== What to work on ==
Gather all lines in the entries that include the word "rusty".

== Working data ==
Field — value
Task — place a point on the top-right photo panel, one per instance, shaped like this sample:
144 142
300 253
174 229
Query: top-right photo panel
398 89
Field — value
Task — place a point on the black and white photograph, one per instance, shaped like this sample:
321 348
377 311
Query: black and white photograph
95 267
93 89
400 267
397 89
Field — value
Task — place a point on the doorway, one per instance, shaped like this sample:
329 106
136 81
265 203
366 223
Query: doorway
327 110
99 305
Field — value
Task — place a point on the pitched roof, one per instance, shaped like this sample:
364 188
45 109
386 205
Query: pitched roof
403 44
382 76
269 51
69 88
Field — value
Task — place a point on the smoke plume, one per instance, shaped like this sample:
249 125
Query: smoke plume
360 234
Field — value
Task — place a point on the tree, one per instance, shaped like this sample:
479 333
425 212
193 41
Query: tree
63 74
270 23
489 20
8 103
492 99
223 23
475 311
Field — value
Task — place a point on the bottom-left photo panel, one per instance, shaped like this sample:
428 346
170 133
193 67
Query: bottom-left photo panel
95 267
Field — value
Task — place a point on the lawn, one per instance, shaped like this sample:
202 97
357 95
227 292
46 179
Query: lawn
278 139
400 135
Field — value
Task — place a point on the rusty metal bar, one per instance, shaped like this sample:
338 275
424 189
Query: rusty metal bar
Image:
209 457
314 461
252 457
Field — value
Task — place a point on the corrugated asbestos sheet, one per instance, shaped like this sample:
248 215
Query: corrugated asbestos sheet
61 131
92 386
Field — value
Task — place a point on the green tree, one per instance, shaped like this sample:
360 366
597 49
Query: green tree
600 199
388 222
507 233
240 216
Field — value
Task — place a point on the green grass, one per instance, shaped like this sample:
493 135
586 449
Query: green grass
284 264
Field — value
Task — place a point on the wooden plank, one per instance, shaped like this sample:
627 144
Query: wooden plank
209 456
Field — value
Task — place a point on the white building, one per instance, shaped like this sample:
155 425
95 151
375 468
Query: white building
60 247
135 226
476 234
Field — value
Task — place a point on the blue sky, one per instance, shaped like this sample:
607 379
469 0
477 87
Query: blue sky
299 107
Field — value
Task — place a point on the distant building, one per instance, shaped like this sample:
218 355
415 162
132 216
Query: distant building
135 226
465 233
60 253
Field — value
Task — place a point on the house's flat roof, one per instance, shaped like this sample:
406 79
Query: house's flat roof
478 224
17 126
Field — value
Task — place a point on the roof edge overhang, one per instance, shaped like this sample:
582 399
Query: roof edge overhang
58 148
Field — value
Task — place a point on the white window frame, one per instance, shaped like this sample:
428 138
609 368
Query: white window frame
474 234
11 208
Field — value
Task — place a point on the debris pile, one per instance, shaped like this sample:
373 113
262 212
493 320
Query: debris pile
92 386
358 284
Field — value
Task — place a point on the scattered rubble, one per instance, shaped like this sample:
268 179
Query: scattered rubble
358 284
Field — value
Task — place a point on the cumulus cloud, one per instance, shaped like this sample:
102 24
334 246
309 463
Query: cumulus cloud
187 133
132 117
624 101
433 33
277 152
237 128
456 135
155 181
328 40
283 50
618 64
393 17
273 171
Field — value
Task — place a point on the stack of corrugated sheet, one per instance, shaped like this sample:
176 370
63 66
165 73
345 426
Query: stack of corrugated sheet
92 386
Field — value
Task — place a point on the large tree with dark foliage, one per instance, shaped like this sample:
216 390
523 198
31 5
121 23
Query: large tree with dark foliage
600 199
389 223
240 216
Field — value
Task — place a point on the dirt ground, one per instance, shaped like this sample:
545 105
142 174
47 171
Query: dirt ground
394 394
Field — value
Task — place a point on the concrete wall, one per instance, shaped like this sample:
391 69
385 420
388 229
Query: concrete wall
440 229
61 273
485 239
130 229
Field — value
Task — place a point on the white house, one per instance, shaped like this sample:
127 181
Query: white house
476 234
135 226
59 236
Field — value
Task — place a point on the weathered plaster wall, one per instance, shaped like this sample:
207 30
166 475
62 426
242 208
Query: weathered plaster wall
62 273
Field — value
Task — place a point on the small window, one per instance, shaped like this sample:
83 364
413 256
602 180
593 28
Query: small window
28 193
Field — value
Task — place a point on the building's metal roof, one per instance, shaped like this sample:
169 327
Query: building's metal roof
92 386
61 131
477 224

== Written response ==
Task — place a point on the rusty metal bar, one per instance, shaped like this sample:
Query: rusty metal bar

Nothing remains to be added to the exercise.